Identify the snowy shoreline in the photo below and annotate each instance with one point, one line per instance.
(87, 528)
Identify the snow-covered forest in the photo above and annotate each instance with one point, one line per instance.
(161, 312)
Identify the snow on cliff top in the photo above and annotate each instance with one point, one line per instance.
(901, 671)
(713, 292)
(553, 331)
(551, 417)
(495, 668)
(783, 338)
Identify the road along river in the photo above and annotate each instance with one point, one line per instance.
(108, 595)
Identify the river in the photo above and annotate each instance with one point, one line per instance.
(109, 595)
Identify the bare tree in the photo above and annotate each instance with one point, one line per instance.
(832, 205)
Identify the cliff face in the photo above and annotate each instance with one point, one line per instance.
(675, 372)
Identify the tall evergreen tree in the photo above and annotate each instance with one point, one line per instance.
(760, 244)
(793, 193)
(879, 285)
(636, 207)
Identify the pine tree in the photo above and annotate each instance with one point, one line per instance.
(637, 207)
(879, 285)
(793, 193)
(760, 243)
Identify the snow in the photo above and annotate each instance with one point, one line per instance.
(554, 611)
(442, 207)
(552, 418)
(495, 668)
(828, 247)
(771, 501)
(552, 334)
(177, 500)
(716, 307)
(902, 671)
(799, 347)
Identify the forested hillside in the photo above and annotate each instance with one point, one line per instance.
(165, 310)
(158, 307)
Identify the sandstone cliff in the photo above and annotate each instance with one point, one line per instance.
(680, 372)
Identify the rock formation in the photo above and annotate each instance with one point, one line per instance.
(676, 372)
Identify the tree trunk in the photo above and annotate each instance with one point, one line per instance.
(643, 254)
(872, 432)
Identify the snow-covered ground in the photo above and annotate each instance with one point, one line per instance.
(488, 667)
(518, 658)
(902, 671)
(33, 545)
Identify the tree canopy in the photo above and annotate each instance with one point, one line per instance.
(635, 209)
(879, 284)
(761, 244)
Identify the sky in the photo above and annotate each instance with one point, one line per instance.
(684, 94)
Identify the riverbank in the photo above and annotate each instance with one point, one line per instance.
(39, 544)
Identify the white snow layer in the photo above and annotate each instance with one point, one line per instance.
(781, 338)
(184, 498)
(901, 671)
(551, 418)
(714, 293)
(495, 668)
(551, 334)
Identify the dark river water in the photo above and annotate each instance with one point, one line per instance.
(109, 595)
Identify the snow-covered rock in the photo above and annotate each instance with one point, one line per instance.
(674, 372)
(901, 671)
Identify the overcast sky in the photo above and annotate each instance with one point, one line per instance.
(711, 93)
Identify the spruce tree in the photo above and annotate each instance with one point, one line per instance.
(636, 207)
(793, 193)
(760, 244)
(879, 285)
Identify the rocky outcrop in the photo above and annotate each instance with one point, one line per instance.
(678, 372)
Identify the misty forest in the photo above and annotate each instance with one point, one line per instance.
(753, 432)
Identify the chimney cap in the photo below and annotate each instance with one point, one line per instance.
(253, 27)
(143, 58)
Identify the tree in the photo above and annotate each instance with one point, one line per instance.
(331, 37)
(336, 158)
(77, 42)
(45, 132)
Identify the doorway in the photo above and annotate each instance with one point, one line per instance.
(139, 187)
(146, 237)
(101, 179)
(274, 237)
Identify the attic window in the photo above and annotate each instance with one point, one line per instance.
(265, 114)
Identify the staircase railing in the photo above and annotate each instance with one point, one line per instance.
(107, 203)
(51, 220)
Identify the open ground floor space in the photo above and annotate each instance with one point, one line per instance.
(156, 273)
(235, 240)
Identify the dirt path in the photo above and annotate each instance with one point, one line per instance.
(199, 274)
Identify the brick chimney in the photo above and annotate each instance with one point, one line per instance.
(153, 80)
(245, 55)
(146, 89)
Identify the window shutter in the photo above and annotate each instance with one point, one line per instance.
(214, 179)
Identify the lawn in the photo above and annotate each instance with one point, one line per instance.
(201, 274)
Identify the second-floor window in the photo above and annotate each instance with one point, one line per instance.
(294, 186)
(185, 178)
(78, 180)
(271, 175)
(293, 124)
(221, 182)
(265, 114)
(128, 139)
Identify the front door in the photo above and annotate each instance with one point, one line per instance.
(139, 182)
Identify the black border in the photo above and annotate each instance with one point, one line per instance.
::::
Problem to work on –
Write out the records word for word, from the line containing "Identify the attic" through the end of the records.

Full answer –
Identify the attic window in the photo above and annotate each instance with one point, one line per instance.
(265, 114)
Identify the staircase railing in the photo above and annotate each instance with one point, one line per instance.
(107, 203)
(51, 220)
Identify the open ground floor space in the photo above and annotate each instance with one point, one line per instance.
(156, 273)
(235, 240)
Identify the dirt path in the photo above and annotate each instance with one point, one line per instance.
(199, 274)
Identify the brick chimney in the photo above and annotate each instance with one point, one line per instance.
(153, 80)
(245, 55)
(146, 89)
Identify the window shutter in the photo above and annotate each instance with one point, one line per instance.
(214, 179)
Identify the lawn in the photo above and annotate each instance with one point, one line per instance.
(201, 274)
Identify the second-floor window in the photo above and annotate each instance with one point, one line per instance.
(294, 186)
(185, 178)
(78, 180)
(271, 175)
(293, 124)
(221, 182)
(265, 114)
(128, 139)
Identify the front door in the photo above and annotate each instance with one point, one line per instance.
(139, 182)
Identify the black border in the photo above and annotate each instance with one point, one line per instance.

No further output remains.